** Seçilen Bölüm **
Uygulanan şok sayısı, frekans ve enerji seviyesine göre seans süreleri farklılık gösterir. Ortalama bir seans 6–8 dakika arasında sürerken, 3–5 gün arayla yapılan toplam 3 seans sonrasında yüksek oranda iyilik hali olup hastaların yaşam kalitesi artar.
Şok dalga tedavisi ile birçok kas-tendon kökenli hastalıkların tedavisi yapılabilmektedir. Toplumumuz da en sık Şok Dalga Tedavisi uygulanan hastalıklar aşağıdaki gibidir.
Topuk dikeni: Aşırı kilolu olanlarda, uzun süre ayakta kalanlarda, bazı romatizmal hastalıklarda, osteoartrozlu ( kemik erimesi ) kişilerde, gebe bayanlarda, yüksek topuklu ayakkabı giyenlerde, uzun süreli yürüyüş yapanlarda sık görülen bir rahatsızlıktır. Topukta baskı ve yürümekle artan ağrı vardır.
Tenisçi ve Golfçü dirseği: El bileğinin aşırı kullanımı sonucu dirsek dış ya da iç yanında ağrı oluşturur. El bileğinin tekrarlayan zorlanmasını gerektiren işlerde çalışanlarda, tenis ve golf oynayanlarda sık görülür.
Kalsifiye omuz ağrısı: Genellikle orta yaş civarında sık görülen, nedeni tam olarak bilinmeyen, omuz eklemi çevresindeki tendonlardan (Kasların kemiklere yapışmasını sağlayan yapılar) herhangi birine kalsiyum depozitlerinin birikmesi ile oluşan yangı nedeniyle omuz ağrısı ve hareket kısıtlılığı ile karakterize bir hastalıktır.
Diğer uygulama alanları; Omuzun sıkışma sendromu, Kronik tendon yapışma yeri zorlanmaları, Kalçanın trochanterik bursiti Kaslardaki ağrılı tetik noktalar, Kaynaması gecikmiş kırıklar.
Hastalar tedavi seanslarından sonra günlük işlerine devam edebilirler. Girişimsel (cerrahi) bir işlem olmadığı için tedavi sırasında uygulanan bölgede oluşan ve kısa sürede geçen hafif ağrı, ciltte oluşan hafif kızarıklık ve şişlik dışında önemli bir yan etkisi bulunmamaktadır. Uygulama alanında kızarıklık olması normaldir ve artan kan akımını gösterir. Ancak tedavinin etkinliği ve yan etkinin olmaması için, uygulamanın bu konuda deneyimli kişiler tarafından yapılması gereklidir.
İlk seanstan itibaren 1 haftalık süre içerisinde ağrılarda azalma görülebilir. Eswt tedavisinde amaç ağrının geçici olarak giderilmesi değil, kalıcı olarak bir tedavi sağlamaktır.

** Yapılacak İş **
Şok dalga tedavisini anlatan metnin son cümlesinden sonra gelecek kısmı yazarak metni devam ettiriniz.

[Kayıtlı veri girdileri]
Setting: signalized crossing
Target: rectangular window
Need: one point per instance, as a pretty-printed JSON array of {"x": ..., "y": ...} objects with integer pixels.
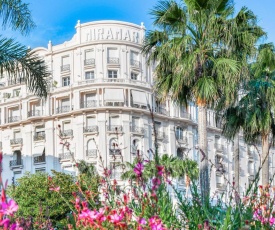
[
  {"x": 16, "y": 92},
  {"x": 89, "y": 57},
  {"x": 89, "y": 75},
  {"x": 112, "y": 73},
  {"x": 65, "y": 63},
  {"x": 134, "y": 76},
  {"x": 113, "y": 56},
  {"x": 65, "y": 81}
]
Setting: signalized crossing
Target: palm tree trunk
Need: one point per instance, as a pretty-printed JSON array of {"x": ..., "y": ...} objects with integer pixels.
[
  {"x": 265, "y": 160},
  {"x": 236, "y": 153},
  {"x": 202, "y": 131}
]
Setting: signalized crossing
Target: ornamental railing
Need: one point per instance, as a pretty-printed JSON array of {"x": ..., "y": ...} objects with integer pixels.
[
  {"x": 33, "y": 113},
  {"x": 90, "y": 61},
  {"x": 91, "y": 129}
]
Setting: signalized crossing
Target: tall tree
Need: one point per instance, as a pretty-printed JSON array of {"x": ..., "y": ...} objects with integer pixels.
[
  {"x": 17, "y": 61},
  {"x": 254, "y": 113},
  {"x": 194, "y": 51}
]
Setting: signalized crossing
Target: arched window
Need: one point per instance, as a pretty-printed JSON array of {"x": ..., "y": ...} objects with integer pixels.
[
  {"x": 91, "y": 148},
  {"x": 179, "y": 133},
  {"x": 136, "y": 147},
  {"x": 180, "y": 153},
  {"x": 114, "y": 147}
]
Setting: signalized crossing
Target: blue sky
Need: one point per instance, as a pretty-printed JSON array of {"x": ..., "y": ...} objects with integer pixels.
[{"x": 55, "y": 19}]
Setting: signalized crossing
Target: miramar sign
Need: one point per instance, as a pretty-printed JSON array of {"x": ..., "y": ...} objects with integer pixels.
[{"x": 108, "y": 33}]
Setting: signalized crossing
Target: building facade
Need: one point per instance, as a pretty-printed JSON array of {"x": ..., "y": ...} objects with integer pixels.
[{"x": 101, "y": 87}]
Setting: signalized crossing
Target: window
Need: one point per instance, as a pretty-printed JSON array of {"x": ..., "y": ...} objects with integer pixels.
[
  {"x": 65, "y": 81},
  {"x": 179, "y": 133},
  {"x": 113, "y": 56},
  {"x": 112, "y": 73},
  {"x": 134, "y": 76},
  {"x": 16, "y": 92},
  {"x": 89, "y": 75},
  {"x": 40, "y": 170},
  {"x": 65, "y": 64}
]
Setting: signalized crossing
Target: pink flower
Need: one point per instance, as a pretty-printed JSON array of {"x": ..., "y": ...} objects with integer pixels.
[
  {"x": 155, "y": 223},
  {"x": 160, "y": 170},
  {"x": 115, "y": 218},
  {"x": 138, "y": 169},
  {"x": 55, "y": 189},
  {"x": 9, "y": 208},
  {"x": 142, "y": 221}
]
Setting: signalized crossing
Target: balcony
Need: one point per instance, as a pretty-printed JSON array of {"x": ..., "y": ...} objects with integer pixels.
[
  {"x": 114, "y": 128},
  {"x": 39, "y": 159},
  {"x": 16, "y": 141},
  {"x": 112, "y": 60},
  {"x": 91, "y": 129},
  {"x": 63, "y": 109},
  {"x": 114, "y": 103},
  {"x": 66, "y": 156},
  {"x": 218, "y": 147},
  {"x": 16, "y": 81},
  {"x": 137, "y": 129},
  {"x": 160, "y": 135},
  {"x": 67, "y": 133},
  {"x": 88, "y": 104},
  {"x": 39, "y": 136},
  {"x": 16, "y": 163},
  {"x": 135, "y": 63},
  {"x": 115, "y": 152},
  {"x": 91, "y": 152},
  {"x": 65, "y": 68},
  {"x": 161, "y": 110},
  {"x": 14, "y": 119},
  {"x": 33, "y": 113},
  {"x": 182, "y": 139},
  {"x": 90, "y": 61}
]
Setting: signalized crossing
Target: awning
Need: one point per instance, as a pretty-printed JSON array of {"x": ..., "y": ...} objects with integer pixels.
[
  {"x": 116, "y": 95},
  {"x": 140, "y": 98},
  {"x": 38, "y": 150}
]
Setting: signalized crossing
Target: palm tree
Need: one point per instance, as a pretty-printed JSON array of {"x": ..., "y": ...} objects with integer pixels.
[
  {"x": 16, "y": 60},
  {"x": 173, "y": 167},
  {"x": 254, "y": 113},
  {"x": 194, "y": 51}
]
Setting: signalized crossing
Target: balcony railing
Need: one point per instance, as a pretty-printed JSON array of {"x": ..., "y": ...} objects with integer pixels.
[
  {"x": 91, "y": 152},
  {"x": 65, "y": 67},
  {"x": 39, "y": 137},
  {"x": 16, "y": 141},
  {"x": 67, "y": 133},
  {"x": 14, "y": 119},
  {"x": 161, "y": 110},
  {"x": 115, "y": 151},
  {"x": 137, "y": 129},
  {"x": 90, "y": 61},
  {"x": 114, "y": 128},
  {"x": 218, "y": 147},
  {"x": 33, "y": 113},
  {"x": 16, "y": 81},
  {"x": 88, "y": 104},
  {"x": 66, "y": 156},
  {"x": 39, "y": 159},
  {"x": 182, "y": 139},
  {"x": 63, "y": 109},
  {"x": 112, "y": 60},
  {"x": 160, "y": 135},
  {"x": 91, "y": 129},
  {"x": 135, "y": 63},
  {"x": 114, "y": 103},
  {"x": 16, "y": 163}
]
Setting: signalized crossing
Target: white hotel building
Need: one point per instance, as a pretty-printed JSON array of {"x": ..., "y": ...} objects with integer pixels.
[{"x": 101, "y": 84}]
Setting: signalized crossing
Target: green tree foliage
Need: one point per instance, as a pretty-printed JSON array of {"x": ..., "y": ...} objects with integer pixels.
[{"x": 34, "y": 197}]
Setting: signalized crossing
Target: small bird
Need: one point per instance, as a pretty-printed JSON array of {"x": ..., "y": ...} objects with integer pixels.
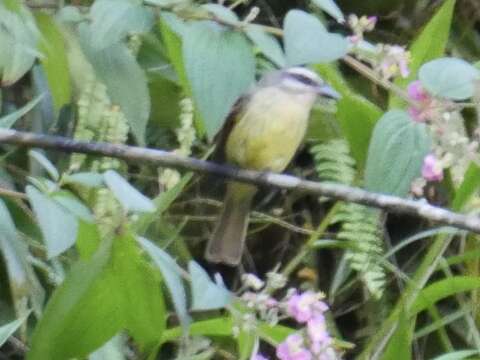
[{"x": 263, "y": 132}]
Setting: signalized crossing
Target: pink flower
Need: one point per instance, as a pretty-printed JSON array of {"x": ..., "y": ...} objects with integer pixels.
[
  {"x": 416, "y": 92},
  {"x": 293, "y": 349},
  {"x": 318, "y": 334},
  {"x": 432, "y": 169},
  {"x": 303, "y": 307},
  {"x": 258, "y": 357}
]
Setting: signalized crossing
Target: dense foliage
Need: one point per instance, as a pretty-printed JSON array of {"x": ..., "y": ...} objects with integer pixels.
[{"x": 103, "y": 259}]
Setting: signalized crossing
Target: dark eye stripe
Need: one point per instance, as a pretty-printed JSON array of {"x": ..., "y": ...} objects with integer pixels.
[{"x": 303, "y": 79}]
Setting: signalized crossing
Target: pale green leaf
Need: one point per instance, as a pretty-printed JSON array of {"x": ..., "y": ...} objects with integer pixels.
[
  {"x": 171, "y": 274},
  {"x": 221, "y": 12},
  {"x": 58, "y": 226},
  {"x": 130, "y": 90},
  {"x": 206, "y": 294},
  {"x": 7, "y": 121},
  {"x": 267, "y": 44},
  {"x": 331, "y": 9},
  {"x": 457, "y": 355},
  {"x": 429, "y": 45},
  {"x": 54, "y": 60},
  {"x": 395, "y": 156},
  {"x": 45, "y": 164},
  {"x": 220, "y": 66},
  {"x": 307, "y": 41},
  {"x": 18, "y": 43},
  {"x": 9, "y": 329},
  {"x": 113, "y": 20},
  {"x": 130, "y": 198},
  {"x": 450, "y": 78},
  {"x": 74, "y": 206}
]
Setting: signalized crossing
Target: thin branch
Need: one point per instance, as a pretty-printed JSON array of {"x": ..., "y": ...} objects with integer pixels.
[{"x": 389, "y": 203}]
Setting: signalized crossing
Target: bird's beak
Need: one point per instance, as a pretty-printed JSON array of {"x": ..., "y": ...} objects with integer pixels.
[{"x": 328, "y": 92}]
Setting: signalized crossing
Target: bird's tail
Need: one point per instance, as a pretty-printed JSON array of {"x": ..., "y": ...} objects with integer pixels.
[{"x": 226, "y": 245}]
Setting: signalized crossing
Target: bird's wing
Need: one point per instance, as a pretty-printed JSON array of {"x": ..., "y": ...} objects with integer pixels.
[{"x": 233, "y": 117}]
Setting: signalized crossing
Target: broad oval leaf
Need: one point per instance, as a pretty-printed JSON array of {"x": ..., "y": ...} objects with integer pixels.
[
  {"x": 331, "y": 9},
  {"x": 395, "y": 155},
  {"x": 58, "y": 226},
  {"x": 307, "y": 41},
  {"x": 130, "y": 198},
  {"x": 206, "y": 294},
  {"x": 171, "y": 274},
  {"x": 83, "y": 313},
  {"x": 19, "y": 35},
  {"x": 221, "y": 12},
  {"x": 220, "y": 66},
  {"x": 267, "y": 44},
  {"x": 450, "y": 78},
  {"x": 429, "y": 44}
]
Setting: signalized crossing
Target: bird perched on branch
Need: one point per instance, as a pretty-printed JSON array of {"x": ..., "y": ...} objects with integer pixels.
[{"x": 263, "y": 132}]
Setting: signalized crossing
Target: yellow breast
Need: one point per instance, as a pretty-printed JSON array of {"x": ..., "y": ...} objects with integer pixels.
[{"x": 269, "y": 130}]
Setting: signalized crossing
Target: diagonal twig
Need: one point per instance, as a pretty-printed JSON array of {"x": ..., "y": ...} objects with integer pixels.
[{"x": 389, "y": 203}]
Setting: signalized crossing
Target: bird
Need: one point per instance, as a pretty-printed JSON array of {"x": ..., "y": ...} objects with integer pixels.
[{"x": 263, "y": 132}]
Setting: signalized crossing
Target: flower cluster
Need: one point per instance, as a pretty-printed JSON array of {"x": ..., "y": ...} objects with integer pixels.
[
  {"x": 452, "y": 147},
  {"x": 307, "y": 308},
  {"x": 359, "y": 26},
  {"x": 314, "y": 342}
]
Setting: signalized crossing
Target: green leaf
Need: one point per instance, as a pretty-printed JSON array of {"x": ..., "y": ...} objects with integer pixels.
[
  {"x": 401, "y": 340},
  {"x": 71, "y": 203},
  {"x": 267, "y": 44},
  {"x": 22, "y": 279},
  {"x": 9, "y": 329},
  {"x": 468, "y": 187},
  {"x": 457, "y": 355},
  {"x": 441, "y": 289},
  {"x": 395, "y": 156},
  {"x": 429, "y": 45},
  {"x": 357, "y": 116},
  {"x": 82, "y": 314},
  {"x": 7, "y": 121},
  {"x": 129, "y": 91},
  {"x": 206, "y": 294},
  {"x": 58, "y": 226},
  {"x": 113, "y": 20},
  {"x": 220, "y": 66},
  {"x": 221, "y": 12},
  {"x": 54, "y": 60},
  {"x": 141, "y": 301},
  {"x": 331, "y": 9},
  {"x": 171, "y": 274},
  {"x": 45, "y": 164},
  {"x": 221, "y": 326},
  {"x": 307, "y": 41},
  {"x": 130, "y": 198},
  {"x": 18, "y": 41},
  {"x": 245, "y": 343},
  {"x": 162, "y": 203},
  {"x": 88, "y": 179},
  {"x": 450, "y": 78},
  {"x": 274, "y": 334}
]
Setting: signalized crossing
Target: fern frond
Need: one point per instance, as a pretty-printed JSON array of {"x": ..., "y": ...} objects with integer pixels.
[{"x": 360, "y": 226}]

** Alıştırmanın Yanıtı **
Hamilelere, kalp pili kullananlara, kanserli hastalara, akut enfeksiyonu olanlara, gelişme çağındaki çocuklara, kanama bozukluğu olanlara, akciğer, kalp ve iç organların üzerine, enfeksiyon kapmış kırıklara ve enfeksiyonlu bölgeye, üst boyun bölgesine, baş ve sinirlere yakın bölgelere uygulanmaz. Ancak, gelişme çağındaki çocukların kas sorunlarında düşük enerjili şok dalga kullanılabilir.
Almanya başta olmak üzere, ABD, İtalya, İsviçre, Avusturya, Japonya gibi birçok gelişmiş dünya ülkesinde şu ana kadar 50.000’in üzerinde hasta üzerinde uygulanmış ve %80’in üzerinde bir başarı oranı sağlanmıştır. Tıbbi litaratürlerde yayınlanmış çalışmaların ortalama başarı yüzdeleri Topuk Dikeninde %85, Tenisçi Dirseğinde % 70 Omuzun Kalsifiye Tendiniti/Donuk Omuz hastalıklarında % 80 ve üstündedir.
Son yıllarda önce Avrupa'da şimdilerde de Amerika'da kabul gören Şok Tedavi'nin yaygınlaşmasıyla yeni endikasyonlarda da uygulama alanları bulacağına muhakkak gözüyle bakılmaktadır. ESWT tedavisi Avrupa ve Kuzey Amerika ,uzak doğu ülkeleri başta olmak üzere 30'un üzerinde ülkede yaygın olarak kullanılmakta, her sene uluslararası kongreleri yapılmaktadır. ESWT'nin kas iskelet sistemi üzerindeki avantajları, noninvazif (girişimsel müdahale gerektirmeyen) ve komplikasyonlarının azlığı, açık cerrahi ile kıyaslandığında maliyet azlığı, hastanın tedavinin hemen sonrasında günlük hayatına devam edebilmesi, kalıcı tedavi sağlamasıdır.